■ **PASSAGE**:
------------------------------

At Valentine's Day 2005, the musicians of Chesapeake Country tell us they're still spending much of their time translating the complex language of love for themselves as well as for their listeners.
"Love songs have a very significant place in my repertoire, because it's really all about love," said singer-songwriter Deanna Dove, who calls herself "the female Buffett of the Chesapeake."
The love-song's special season opened the first weekend in February in Chesapeake Country with Valentine Lovesick Blues, stripped-down acoustic performance of songs "love gone wrong (and occasionally right)" by the national touring band The Remnants' chief songwriter Tom Boynton. Boynton, plus Tom Fridrich and Tristan Lentz, were playing their own in-and-out-of-love songs, as well as songs by Hank Williams, George Jones, Johnny Cash and Merle Haggard.
Concert organizer Mary Byrd Brown, a singer-songwriter on leave to recover from Lyme disease, knows the theme well. "I would say a huge percentage of my repertoire consists of songs about all flavors of love," Brown said.

------------------------------

■ **TASK OBJECTIVE**:
Continue the article above about Chesapeake Country musicians and their love songs, starting right after its final sentence.

■ **SUPPLIED RECORDS**:

------------------------------

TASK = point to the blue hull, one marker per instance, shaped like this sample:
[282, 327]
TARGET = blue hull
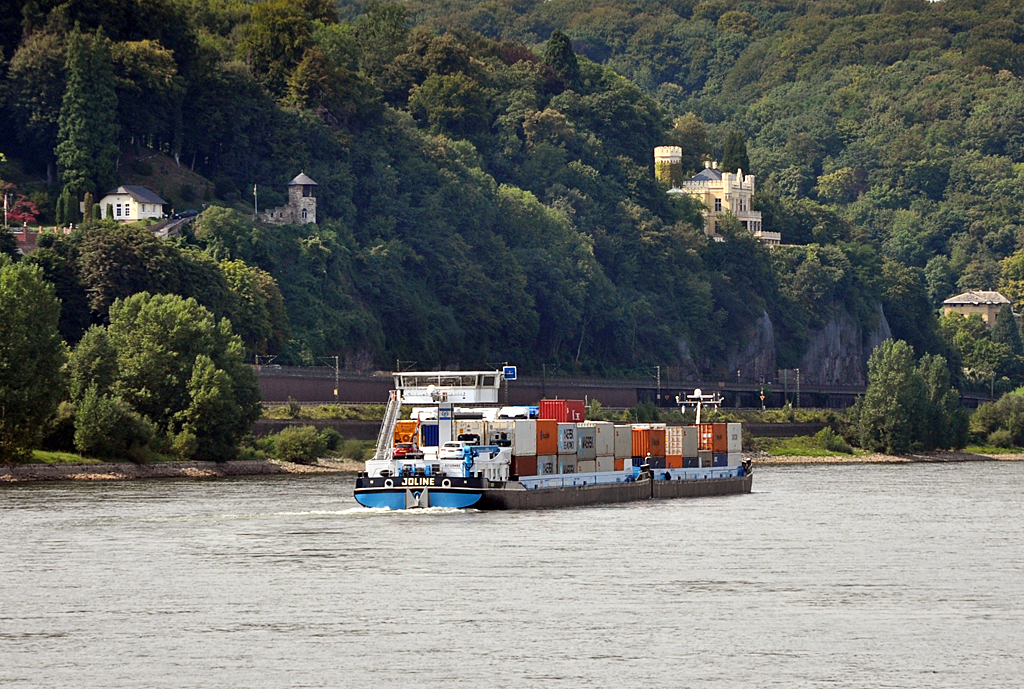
[395, 500]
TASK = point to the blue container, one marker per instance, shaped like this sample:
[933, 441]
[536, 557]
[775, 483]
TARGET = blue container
[429, 435]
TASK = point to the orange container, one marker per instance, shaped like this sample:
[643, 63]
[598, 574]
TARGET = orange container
[524, 465]
[706, 436]
[720, 438]
[404, 431]
[547, 436]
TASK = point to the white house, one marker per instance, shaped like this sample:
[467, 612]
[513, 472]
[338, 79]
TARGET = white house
[132, 203]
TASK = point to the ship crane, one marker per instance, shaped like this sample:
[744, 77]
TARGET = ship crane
[697, 400]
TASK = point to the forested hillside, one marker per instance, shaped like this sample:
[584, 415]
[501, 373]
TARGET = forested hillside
[485, 187]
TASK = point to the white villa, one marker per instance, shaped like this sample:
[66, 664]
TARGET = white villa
[132, 203]
[721, 194]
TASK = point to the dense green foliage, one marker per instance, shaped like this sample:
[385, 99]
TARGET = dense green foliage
[908, 405]
[165, 367]
[485, 179]
[31, 356]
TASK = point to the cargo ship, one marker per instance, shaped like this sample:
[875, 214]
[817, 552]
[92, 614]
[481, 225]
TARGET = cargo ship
[458, 448]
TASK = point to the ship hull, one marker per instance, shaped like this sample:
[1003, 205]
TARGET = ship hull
[483, 494]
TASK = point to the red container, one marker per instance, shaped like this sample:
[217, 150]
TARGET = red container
[547, 436]
[562, 411]
[524, 466]
[706, 436]
[720, 439]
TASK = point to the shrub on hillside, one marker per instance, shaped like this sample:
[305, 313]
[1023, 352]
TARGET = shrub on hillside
[301, 444]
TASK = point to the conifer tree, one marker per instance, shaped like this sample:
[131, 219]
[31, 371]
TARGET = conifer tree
[87, 134]
[735, 154]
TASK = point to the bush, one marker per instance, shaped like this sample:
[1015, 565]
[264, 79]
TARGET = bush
[1000, 438]
[833, 441]
[331, 438]
[301, 444]
[107, 426]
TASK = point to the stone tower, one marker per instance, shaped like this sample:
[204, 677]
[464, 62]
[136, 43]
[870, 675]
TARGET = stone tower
[301, 206]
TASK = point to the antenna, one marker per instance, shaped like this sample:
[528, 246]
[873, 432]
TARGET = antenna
[697, 400]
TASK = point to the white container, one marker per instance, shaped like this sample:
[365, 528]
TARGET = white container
[604, 437]
[567, 436]
[623, 448]
[587, 442]
[734, 433]
[689, 441]
[475, 427]
[547, 464]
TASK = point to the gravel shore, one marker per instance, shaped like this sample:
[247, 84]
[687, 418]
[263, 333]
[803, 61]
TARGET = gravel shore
[887, 459]
[117, 471]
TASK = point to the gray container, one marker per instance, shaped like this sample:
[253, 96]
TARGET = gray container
[587, 442]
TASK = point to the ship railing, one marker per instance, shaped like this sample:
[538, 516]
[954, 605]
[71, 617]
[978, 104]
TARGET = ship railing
[386, 436]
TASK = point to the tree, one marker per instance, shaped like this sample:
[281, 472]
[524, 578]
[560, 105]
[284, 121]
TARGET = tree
[87, 148]
[735, 154]
[561, 58]
[31, 356]
[893, 408]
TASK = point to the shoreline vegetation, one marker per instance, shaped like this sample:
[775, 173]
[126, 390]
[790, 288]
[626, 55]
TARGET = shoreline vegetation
[87, 470]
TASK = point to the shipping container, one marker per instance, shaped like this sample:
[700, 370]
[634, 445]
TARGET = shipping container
[706, 437]
[562, 411]
[567, 437]
[547, 437]
[521, 433]
[690, 441]
[465, 429]
[404, 430]
[648, 440]
[428, 435]
[735, 437]
[547, 464]
[721, 438]
[587, 442]
[524, 465]
[604, 437]
[674, 441]
[623, 447]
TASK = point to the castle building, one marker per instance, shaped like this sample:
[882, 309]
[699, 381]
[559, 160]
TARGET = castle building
[720, 192]
[301, 207]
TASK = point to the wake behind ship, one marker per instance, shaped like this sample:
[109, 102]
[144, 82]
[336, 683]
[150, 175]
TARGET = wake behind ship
[459, 449]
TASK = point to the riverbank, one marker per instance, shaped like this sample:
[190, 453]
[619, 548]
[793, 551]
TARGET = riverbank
[929, 458]
[119, 471]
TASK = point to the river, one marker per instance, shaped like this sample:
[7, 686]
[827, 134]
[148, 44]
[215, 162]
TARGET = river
[879, 575]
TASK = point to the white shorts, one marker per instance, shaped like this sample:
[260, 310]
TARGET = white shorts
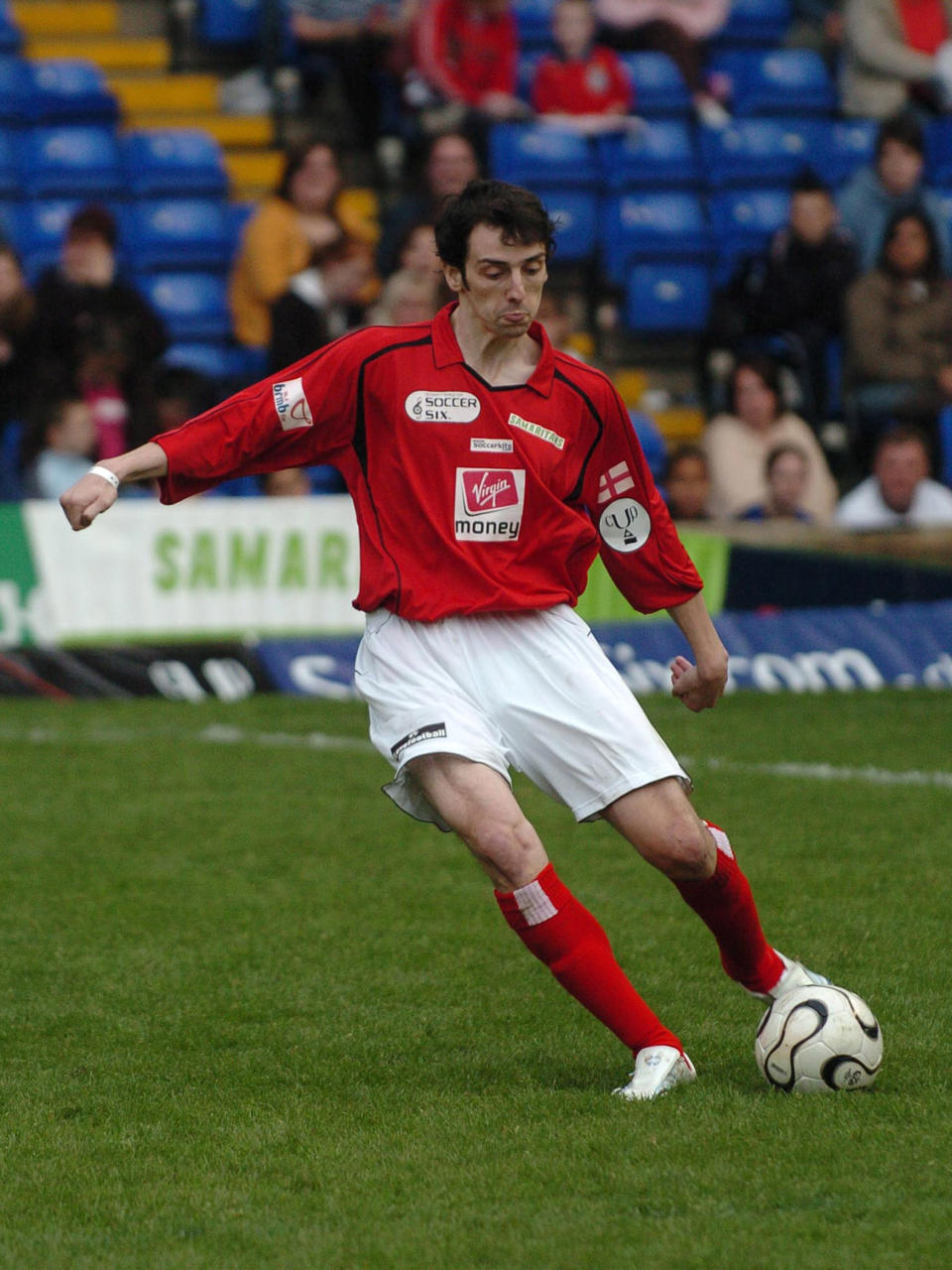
[530, 691]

------------------------------

■ **EXPECTED ANSWER**:
Blues is only one flavor in Brown's songbook. "There is love between lovers; love between siblings; parent-child love; love of pets; love of God; universal love; love of life; love of nature; love of animals; love of creativity," she said.
Put simply, love is too broad and influential to ignore. "Love is all around me; it's everywhere I go," wrote Reg Presley in a song later made popular by The Troggs and later still by Wet Wet Wet. It cannot be avoided, for to do so deprives us of that very joy we have so much difficulty describing.
In the early 1980s, Foreigner gave us the song "I Want to Know What Love Is." Good luck finding a definitive answer to that one. All I can offer is that you will know it when you find it, or, as is more often the case, when it finds you.
Singer-songwriter Rob Levit, the musician-in-residence at Maryland Hall for the Creative Arts, wrote his experience answering that question in the song "After You (Elaine)," for his wife.
"Before I met her, I didn't know what love was," Levit said. Now, he says he does. "She taught me by loving me unconditionally."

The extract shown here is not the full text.